Трагическая судьба Льва Николаевича Мышкина – человека, увы, не вполне «положительно прекрасного», грешного, сознающего свою вину (перед Аглаей в первую очередь), су́дьбы Настасьи Филипповны, Аглаи, одержимого Рогожина, смертельно больного Ипполита, «бессмертного» шута и интригана Лебедева и его детей – су́дьбы героев романа Достоевского – интересны читателю Достоевского (да и самому автору) не меньше, чем судьба человечества.
Раздираемый любовью к Аглае, жалостью к Настасье Филипповне, братской привязанностью к Рогожину и сознанием необходимости всячески препятствовать осуществлению надежд «побратима», князь Мышкин – персонаж горизонтального плана – выглядит обреченным (на нем лежит трагическая вина!), несостоятельным, невоплотившимся… Неслучайно после слов о том, что образ князя в романе составляет «духовный смысл действия», Мочульский вынужден признать: «А между тем Мышкин для нас неуловим…»66.

******************************

Что нужно сделать:
**a.** Ответьте на вопросы по фрагменту о романе Достоевского:
(i) Перед кем в первую очередь сознаёт свою вину Лев Николаевич Мышкин?
(ii) Каким словом фрагмент характеризует Ипполита?
(iii) Кто признаёт, что «Мышкин для нас неуловим»?
**b.** Воспроизведите без изменений отрывок из фрагмента о романе Достоевского, начиная со слов «Трагическая судьба Льва» и продолжая до слов «чем судьба человечества.» включительно.

Записи разметки контуров:

******************************

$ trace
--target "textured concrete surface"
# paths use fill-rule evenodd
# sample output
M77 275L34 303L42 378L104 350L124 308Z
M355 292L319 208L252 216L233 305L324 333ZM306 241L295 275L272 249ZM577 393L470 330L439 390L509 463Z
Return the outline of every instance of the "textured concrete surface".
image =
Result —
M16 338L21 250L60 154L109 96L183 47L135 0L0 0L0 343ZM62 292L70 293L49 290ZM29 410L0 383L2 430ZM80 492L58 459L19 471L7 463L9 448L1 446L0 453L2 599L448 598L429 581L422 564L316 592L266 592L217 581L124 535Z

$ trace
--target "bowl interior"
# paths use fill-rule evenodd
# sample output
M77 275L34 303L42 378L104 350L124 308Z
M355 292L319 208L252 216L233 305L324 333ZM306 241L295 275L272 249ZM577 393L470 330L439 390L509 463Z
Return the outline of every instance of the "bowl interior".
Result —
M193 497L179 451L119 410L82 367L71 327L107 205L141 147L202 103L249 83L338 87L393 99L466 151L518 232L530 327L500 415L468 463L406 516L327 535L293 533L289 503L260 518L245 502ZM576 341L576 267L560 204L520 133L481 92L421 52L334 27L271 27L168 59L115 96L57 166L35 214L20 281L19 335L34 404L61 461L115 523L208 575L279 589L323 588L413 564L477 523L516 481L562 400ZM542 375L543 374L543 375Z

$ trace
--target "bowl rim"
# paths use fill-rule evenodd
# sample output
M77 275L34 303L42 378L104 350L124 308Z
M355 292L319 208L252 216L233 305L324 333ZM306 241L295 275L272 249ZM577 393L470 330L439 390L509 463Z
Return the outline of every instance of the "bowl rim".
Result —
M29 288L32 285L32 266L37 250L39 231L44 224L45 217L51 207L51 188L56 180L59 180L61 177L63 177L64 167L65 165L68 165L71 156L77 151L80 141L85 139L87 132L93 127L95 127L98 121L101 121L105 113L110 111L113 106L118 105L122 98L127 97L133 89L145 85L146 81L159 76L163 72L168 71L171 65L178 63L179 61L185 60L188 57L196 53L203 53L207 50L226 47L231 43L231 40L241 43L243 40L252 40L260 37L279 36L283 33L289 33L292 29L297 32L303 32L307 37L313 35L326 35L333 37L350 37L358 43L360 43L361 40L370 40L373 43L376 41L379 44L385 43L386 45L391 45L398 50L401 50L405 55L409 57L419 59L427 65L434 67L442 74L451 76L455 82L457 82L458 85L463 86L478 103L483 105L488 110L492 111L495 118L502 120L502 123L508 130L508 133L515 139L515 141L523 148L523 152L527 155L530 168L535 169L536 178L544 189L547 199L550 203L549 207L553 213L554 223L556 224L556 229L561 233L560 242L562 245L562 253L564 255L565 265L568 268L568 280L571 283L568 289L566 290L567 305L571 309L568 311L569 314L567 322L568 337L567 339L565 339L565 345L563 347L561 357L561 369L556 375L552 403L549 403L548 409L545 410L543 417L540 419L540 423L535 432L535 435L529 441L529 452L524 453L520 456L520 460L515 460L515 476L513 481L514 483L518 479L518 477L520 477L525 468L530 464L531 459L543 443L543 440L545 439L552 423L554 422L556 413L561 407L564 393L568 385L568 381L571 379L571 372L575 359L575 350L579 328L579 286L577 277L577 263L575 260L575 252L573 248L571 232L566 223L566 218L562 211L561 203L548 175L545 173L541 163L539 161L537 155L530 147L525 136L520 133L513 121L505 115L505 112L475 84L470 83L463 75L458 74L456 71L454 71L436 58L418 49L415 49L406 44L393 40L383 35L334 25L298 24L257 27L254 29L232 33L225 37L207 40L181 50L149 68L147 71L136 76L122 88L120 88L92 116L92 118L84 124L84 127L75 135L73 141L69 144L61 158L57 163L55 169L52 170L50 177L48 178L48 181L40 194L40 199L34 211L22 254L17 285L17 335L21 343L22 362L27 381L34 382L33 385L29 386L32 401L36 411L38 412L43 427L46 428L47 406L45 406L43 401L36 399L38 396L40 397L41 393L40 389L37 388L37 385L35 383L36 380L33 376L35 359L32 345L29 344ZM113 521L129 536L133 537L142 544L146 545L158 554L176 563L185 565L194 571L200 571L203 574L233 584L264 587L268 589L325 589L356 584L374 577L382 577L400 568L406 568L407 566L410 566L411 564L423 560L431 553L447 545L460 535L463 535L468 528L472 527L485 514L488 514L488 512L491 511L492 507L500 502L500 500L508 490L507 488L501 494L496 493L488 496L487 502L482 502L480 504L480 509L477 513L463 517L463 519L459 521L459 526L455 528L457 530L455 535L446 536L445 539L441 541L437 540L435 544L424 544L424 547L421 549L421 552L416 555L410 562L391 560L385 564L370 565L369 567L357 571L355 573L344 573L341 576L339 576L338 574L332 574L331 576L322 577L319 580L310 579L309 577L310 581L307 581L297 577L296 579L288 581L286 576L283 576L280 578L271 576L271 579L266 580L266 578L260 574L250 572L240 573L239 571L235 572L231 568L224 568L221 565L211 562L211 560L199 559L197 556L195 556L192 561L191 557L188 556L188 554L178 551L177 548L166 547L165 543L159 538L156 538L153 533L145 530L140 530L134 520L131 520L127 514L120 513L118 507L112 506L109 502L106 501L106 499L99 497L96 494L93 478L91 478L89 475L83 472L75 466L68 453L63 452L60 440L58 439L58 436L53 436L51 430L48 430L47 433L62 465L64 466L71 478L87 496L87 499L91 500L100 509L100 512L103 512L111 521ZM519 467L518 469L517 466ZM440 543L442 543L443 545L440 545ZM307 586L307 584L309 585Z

******************************

Ответы:
**a.**
(i) Свою вину Мышкин сознаёт в первую очередь перед Аглаей.
(ii) Ипполит назван смертельно больным.
(iii) Это признаёт Мочульский.

**b.**
Трагическая судьба Льва Николаевича Мышкина – человека, увы, не вполне «положительно прекрасного», грешного, сознающего свою вину (перед Аглаей в первую очередь), су́дьбы Настасьи Филипповны, Аглаи, одержимого Рогожина, смертельно больного Ипполита, «бессмертного» шута и интригана Лебедева и его детей – су́дьбы героев романа Достоевского – интересны читателю Достоевского (да и самому автору) не меньше, чем судьба человечества.